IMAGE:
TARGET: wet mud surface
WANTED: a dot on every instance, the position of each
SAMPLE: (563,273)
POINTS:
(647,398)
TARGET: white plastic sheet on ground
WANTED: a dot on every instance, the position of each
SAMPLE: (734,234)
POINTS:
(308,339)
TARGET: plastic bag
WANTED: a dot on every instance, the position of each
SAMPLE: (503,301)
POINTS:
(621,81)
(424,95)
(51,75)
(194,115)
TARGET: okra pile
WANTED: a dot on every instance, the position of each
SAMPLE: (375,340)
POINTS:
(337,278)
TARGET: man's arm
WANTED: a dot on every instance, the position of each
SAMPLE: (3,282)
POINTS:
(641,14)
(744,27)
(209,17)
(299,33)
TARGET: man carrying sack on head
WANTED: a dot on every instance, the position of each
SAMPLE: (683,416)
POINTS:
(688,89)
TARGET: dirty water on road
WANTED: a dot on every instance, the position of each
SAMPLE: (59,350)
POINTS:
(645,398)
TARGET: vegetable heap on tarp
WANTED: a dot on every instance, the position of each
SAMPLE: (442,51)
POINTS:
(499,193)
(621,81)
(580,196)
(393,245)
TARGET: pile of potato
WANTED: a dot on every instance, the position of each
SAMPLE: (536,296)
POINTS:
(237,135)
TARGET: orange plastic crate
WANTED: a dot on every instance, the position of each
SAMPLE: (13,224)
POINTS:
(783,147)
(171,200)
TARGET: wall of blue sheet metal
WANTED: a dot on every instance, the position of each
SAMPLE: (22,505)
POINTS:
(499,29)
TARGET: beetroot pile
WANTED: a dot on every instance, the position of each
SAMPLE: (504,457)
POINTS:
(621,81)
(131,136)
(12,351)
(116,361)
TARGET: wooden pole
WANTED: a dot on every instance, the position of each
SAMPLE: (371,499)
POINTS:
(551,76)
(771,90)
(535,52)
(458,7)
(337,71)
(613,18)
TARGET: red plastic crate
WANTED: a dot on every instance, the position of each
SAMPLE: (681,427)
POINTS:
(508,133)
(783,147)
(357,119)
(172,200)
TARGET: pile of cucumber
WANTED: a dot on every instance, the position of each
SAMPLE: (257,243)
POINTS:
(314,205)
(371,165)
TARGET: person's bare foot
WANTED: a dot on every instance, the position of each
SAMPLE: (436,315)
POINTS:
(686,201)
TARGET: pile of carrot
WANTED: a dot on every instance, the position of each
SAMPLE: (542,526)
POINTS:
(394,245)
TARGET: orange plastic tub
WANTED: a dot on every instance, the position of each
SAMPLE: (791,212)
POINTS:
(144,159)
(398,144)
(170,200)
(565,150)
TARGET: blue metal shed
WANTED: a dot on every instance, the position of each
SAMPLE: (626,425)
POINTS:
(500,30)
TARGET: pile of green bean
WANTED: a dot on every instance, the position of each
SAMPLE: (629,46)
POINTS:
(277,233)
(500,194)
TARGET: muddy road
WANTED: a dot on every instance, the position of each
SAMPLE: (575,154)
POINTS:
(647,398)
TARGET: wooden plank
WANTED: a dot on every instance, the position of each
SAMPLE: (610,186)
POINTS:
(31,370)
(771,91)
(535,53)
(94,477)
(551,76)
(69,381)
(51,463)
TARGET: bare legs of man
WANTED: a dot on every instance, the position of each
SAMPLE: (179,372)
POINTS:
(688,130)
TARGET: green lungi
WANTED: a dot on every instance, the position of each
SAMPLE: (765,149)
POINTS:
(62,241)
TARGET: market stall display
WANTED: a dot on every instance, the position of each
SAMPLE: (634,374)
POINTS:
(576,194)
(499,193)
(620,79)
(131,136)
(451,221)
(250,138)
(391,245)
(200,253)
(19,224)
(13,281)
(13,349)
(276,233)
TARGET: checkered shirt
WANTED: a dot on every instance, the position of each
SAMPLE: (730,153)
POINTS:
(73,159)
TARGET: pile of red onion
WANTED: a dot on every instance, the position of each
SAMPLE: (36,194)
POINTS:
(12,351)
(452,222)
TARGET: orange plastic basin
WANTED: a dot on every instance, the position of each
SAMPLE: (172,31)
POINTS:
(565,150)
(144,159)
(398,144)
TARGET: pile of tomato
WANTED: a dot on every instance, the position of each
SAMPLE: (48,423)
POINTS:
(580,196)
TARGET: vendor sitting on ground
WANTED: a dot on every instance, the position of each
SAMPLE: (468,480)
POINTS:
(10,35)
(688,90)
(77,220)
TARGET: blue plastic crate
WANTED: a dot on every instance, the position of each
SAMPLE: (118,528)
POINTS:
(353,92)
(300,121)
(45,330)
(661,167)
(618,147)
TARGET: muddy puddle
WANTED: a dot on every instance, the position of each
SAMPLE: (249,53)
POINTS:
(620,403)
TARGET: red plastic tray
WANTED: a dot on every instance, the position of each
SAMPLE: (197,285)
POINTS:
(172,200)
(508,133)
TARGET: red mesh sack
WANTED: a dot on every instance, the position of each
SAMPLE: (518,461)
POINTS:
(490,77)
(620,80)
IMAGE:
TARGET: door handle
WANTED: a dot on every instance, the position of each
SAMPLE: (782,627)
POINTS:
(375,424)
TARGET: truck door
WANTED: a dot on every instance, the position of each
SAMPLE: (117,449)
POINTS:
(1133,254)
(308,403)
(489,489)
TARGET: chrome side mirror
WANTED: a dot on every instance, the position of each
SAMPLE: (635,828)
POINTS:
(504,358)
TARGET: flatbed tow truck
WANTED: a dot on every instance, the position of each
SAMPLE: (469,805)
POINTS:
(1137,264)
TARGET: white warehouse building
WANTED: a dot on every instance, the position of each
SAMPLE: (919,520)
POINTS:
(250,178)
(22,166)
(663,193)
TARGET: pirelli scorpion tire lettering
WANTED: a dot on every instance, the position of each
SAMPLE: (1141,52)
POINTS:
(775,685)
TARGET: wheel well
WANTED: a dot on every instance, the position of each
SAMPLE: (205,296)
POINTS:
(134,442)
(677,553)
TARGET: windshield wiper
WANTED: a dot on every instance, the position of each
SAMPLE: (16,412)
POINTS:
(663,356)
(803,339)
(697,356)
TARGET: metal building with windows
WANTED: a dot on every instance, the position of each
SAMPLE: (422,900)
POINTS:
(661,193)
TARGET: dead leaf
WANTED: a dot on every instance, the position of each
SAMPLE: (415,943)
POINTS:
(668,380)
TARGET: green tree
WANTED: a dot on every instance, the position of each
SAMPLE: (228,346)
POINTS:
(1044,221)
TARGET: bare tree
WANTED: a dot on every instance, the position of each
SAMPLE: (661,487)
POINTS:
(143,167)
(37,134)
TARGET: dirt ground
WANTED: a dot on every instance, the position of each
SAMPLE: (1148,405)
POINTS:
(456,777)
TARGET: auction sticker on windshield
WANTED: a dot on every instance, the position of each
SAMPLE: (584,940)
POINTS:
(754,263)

_Work to complete_
Render every item above as a JSON list of strings, one string per line, skipping blank lines.

_Solution to this task_
[
  "IMAGE:",
  "TARGET: wet mud surface",
  "WANTED: a dot on every instance, the position of each",
  "SAMPLE: (563,273)",
  "POINTS:",
  "(647,398)",
  "TARGET: white plastic sheet on ground",
  "WANTED: a dot on every instance, the position of each",
  "SAMPLE: (734,234)",
  "POINTS:",
  "(308,339)",
  "TARGET: plastic bag",
  "WANTED: a dot on every instance, the position of each",
  "SAMPLE: (503,301)",
  "POINTS:",
  "(621,81)",
  "(424,95)",
  "(51,75)",
  "(194,115)",
  "TARGET: okra pile",
  "WANTED: a dot on every instance, the position of each",
  "SAMPLE: (375,340)",
  "POINTS:",
  "(337,278)",
  "TARGET: man's arm",
  "WANTED: a dot on every instance, the position of each",
  "SAMPLE: (3,282)",
  "POINTS:",
  "(641,14)",
  "(744,27)",
  "(209,17)",
  "(299,33)",
  "TARGET: man carrying sack on head",
  "WANTED: a dot on every instance, the position of each",
  "SAMPLE: (683,416)",
  "POINTS:",
  "(688,89)",
  "TARGET: dirty water on road",
  "WANTED: a dot on every instance, the position of each",
  "SAMPLE: (59,350)",
  "POINTS:",
  "(645,398)",
  "TARGET: vegetable heap on tarp",
  "WANTED: a dot on every instance, the position of each",
  "SAMPLE: (442,51)",
  "POINTS:",
  "(499,193)",
  "(621,81)",
  "(580,196)",
  "(393,245)",
  "TARGET: pile of potato",
  "WANTED: a dot on every instance, the position of each",
  "SAMPLE: (536,296)",
  "POINTS:",
  "(237,135)",
  "TARGET: orange plastic crate",
  "WANTED: a dot on every instance, the position of each",
  "SAMPLE: (13,224)",
  "POINTS:",
  "(783,147)",
  "(171,200)",
  "TARGET: wall of blue sheet metal",
  "WANTED: a dot on every instance, the position of each",
  "SAMPLE: (22,505)",
  "POINTS:",
  "(499,29)",
  "TARGET: beetroot pile",
  "WANTED: a dot on every instance, the position of each",
  "SAMPLE: (504,457)",
  "POINTS:",
  "(621,81)",
  "(131,136)",
  "(12,351)",
  "(116,361)",
  "TARGET: wooden pole",
  "WANTED: a dot on every instance, the position of each",
  "SAMPLE: (371,499)",
  "POINTS:",
  "(551,76)",
  "(771,90)",
  "(535,52)",
  "(458,7)",
  "(337,71)",
  "(613,18)",
  "TARGET: red plastic crate",
  "WANTED: a dot on every instance, the position of each",
  "SAMPLE: (681,427)",
  "POINTS:",
  "(508,133)",
  "(783,147)",
  "(357,119)",
  "(172,200)",
  "TARGET: pile of cucumber",
  "WANTED: a dot on every instance, the position of each",
  "SAMPLE: (257,243)",
  "POINTS:",
  "(314,205)",
  "(371,165)",
  "TARGET: person's bare foot",
  "WANTED: a dot on every instance, the position of each",
  "SAMPLE: (436,315)",
  "POINTS:",
  "(686,201)",
  "TARGET: pile of carrot",
  "WANTED: a dot on every instance, the position of each",
  "SAMPLE: (542,526)",
  "POINTS:",
  "(394,245)",
  "TARGET: orange plastic tub",
  "WANTED: a dot on every instance, the position of each",
  "SAMPLE: (791,212)",
  "POINTS:",
  "(144,159)",
  "(398,144)",
  "(170,200)",
  "(565,150)",
  "TARGET: blue metal shed",
  "WANTED: a dot on every instance, the position of each",
  "SAMPLE: (626,425)",
  "POINTS:",
  "(500,30)",
  "TARGET: pile of green bean",
  "WANTED: a dot on every instance, the position of each",
  "SAMPLE: (629,46)",
  "POINTS:",
  "(277,233)",
  "(500,194)",
  "TARGET: muddy road",
  "WANTED: a dot on every instance, the position of each",
  "SAMPLE: (575,154)",
  "POINTS:",
  "(647,398)",
  "TARGET: wooden plank",
  "WANTED: a dot on every instance, the position of each",
  "SAMPLE: (610,186)",
  "POINTS:",
  "(31,370)",
  "(771,91)",
  "(535,53)",
  "(94,477)",
  "(551,76)",
  "(69,381)",
  "(51,463)",
  "TARGET: bare legs of man",
  "WANTED: a dot on every instance, the position of each",
  "SAMPLE: (179,372)",
  "POINTS:",
  "(688,130)",
  "TARGET: green lungi",
  "WANTED: a dot on every instance, the position of each",
  "SAMPLE: (765,149)",
  "POINTS:",
  "(62,241)",
  "TARGET: market stall display",
  "WANTED: a dot on every instance, the position of each",
  "SAMPLE: (634,374)",
  "POINTS:",
  "(576,194)",
  "(499,193)",
  "(620,79)",
  "(131,136)",
  "(451,221)",
  "(250,138)",
  "(391,245)",
  "(200,253)",
  "(19,224)",
  "(13,281)",
  "(13,349)",
  "(276,233)",
  "TARGET: checkered shirt",
  "WANTED: a dot on every instance, the position of each",
  "SAMPLE: (730,153)",
  "POINTS:",
  "(73,159)",
  "TARGET: pile of red onion",
  "WANTED: a dot on every instance, the position of each",
  "SAMPLE: (36,194)",
  "POINTS:",
  "(12,351)",
  "(452,222)",
  "TARGET: orange plastic basin",
  "WANTED: a dot on every instance, the position of each",
  "SAMPLE: (172,31)",
  "POINTS:",
  "(565,150)",
  "(144,159)",
  "(398,144)",
  "TARGET: pile of tomato",
  "WANTED: a dot on every instance, the position of each",
  "SAMPLE: (48,423)",
  "POINTS:",
  "(580,196)",
  "TARGET: vendor sitting on ground",
  "WANTED: a dot on every instance, the position of each",
  "SAMPLE: (468,480)",
  "POINTS:",
  "(10,35)",
  "(688,90)",
  "(77,220)",
  "TARGET: blue plastic crate",
  "WANTED: a dot on every instance, the position of each",
  "SAMPLE: (118,528)",
  "POINTS:",
  "(353,92)",
  "(300,121)",
  "(45,330)",
  "(661,167)",
  "(618,147)",
  "TARGET: muddy puddle",
  "WANTED: a dot on every instance, the position of each",
  "SAMPLE: (249,53)",
  "POINTS:",
  "(620,403)",
  "TARGET: red plastic tray",
  "WANTED: a dot on every instance, the position of each",
  "SAMPLE: (197,285)",
  "POINTS:",
  "(172,200)",
  "(508,133)",
  "TARGET: red mesh sack",
  "WANTED: a dot on every instance, the position of each",
  "SAMPLE: (518,461)",
  "POINTS:",
  "(490,77)",
  "(620,80)",
  "IMAGE:",
  "TARGET: door handle",
  "WANTED: a dot on every instance, the position of each",
  "SAMPLE: (782,627)",
  "POINTS:",
  "(375,424)",
  "TARGET: truck door",
  "WANTED: a dot on every instance, the position of each",
  "SAMPLE: (117,449)",
  "POINTS:",
  "(1133,254)",
  "(308,403)",
  "(489,489)",
  "TARGET: chrome side mirror",
  "WANTED: a dot on every instance, the position of each",
  "SAMPLE: (635,828)",
  "POINTS:",
  "(504,358)",
  "TARGET: flatbed tow truck",
  "WANTED: a dot on every instance, the position of each",
  "SAMPLE: (469,805)",
  "POINTS:",
  "(1137,264)",
  "TARGET: white warehouse building",
  "WANTED: a dot on every instance, the position of each",
  "SAMPLE: (919,520)",
  "POINTS:",
  "(250,178)",
  "(22,166)",
  "(663,193)",
  "TARGET: pirelli scorpion tire lettering",
  "WANTED: a dot on every instance, the position of each",
  "SAMPLE: (1141,52)",
  "POINTS:",
  "(775,685)",
  "TARGET: wheel well",
  "WANTED: a dot on every instance, the position of each",
  "SAMPLE: (205,296)",
  "POINTS:",
  "(134,442)",
  "(677,553)",
  "TARGET: windshield wiper",
  "WANTED: a dot on every instance, the position of each",
  "SAMPLE: (16,412)",
  "POINTS:",
  "(663,356)",
  "(803,339)",
  "(697,356)",
  "TARGET: metal building with windows",
  "WANTED: a dot on every instance, the position of each",
  "SAMPLE: (422,900)",
  "POINTS:",
  "(661,193)",
  "TARGET: dead leaf",
  "WANTED: a dot on every instance, the position of each",
  "SAMPLE: (415,943)",
  "POINTS:",
  "(668,380)",
  "TARGET: green tree",
  "WANTED: a dot on every instance, the position of each",
  "SAMPLE: (228,346)",
  "POINTS:",
  "(1044,221)",
  "TARGET: bare tree",
  "WANTED: a dot on every instance, the position of each",
  "SAMPLE: (661,487)",
  "POINTS:",
  "(143,167)",
  "(37,134)",
  "TARGET: dirt ground",
  "WANTED: a dot on every instance, the position of each",
  "SAMPLE: (1148,405)",
  "POINTS:",
  "(456,777)",
  "TARGET: auction sticker on windshield",
  "WANTED: a dot on every instance, the position of each",
  "SAMPLE: (584,940)",
  "POINTS:",
  "(754,263)"
]